- _WHAT TO PRODUCE_: Copy the records out again in full, keeping them identical.

- _EXCERPTED DATA_:
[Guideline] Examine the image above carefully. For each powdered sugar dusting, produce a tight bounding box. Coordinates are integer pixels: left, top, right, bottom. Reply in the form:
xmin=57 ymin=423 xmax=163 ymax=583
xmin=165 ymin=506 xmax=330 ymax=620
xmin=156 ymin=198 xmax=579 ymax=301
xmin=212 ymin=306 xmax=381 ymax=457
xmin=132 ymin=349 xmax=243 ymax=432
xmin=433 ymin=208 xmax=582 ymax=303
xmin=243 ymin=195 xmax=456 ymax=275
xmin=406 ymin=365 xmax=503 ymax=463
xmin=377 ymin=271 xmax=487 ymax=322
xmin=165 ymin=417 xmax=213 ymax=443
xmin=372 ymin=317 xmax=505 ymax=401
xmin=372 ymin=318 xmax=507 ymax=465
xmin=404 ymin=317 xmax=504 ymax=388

- _SOLUTION TO THE PROBLEM_:
[Guideline] Examine the image above carefully. For each powdered sugar dusting, produce a tight bounding box. Coordinates are integer pixels: left, top, right, bottom. Reply in the form:
xmin=57 ymin=423 xmax=163 ymax=583
xmin=165 ymin=506 xmax=330 ymax=620
xmin=156 ymin=198 xmax=579 ymax=301
xmin=212 ymin=306 xmax=381 ymax=457
xmin=132 ymin=349 xmax=243 ymax=432
xmin=433 ymin=208 xmax=582 ymax=303
xmin=243 ymin=195 xmax=456 ymax=275
xmin=406 ymin=365 xmax=503 ymax=463
xmin=377 ymin=271 xmax=487 ymax=322
xmin=165 ymin=417 xmax=213 ymax=443
xmin=372 ymin=317 xmax=505 ymax=401
xmin=372 ymin=318 xmax=507 ymax=465
xmin=404 ymin=317 xmax=504 ymax=388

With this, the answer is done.